Directions
Print all of the data exactly as written.

Listing
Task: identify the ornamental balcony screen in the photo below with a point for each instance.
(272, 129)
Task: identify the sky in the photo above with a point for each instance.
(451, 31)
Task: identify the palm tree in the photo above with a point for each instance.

Solution for this problem
Task: identify the ornamental balcony screen in the photo below with a point for each instance.
(272, 129)
Task: identify the sky in the photo above with a point for each instance.
(451, 31)
Task: identify the palm tree in the photo above with a point for each instance.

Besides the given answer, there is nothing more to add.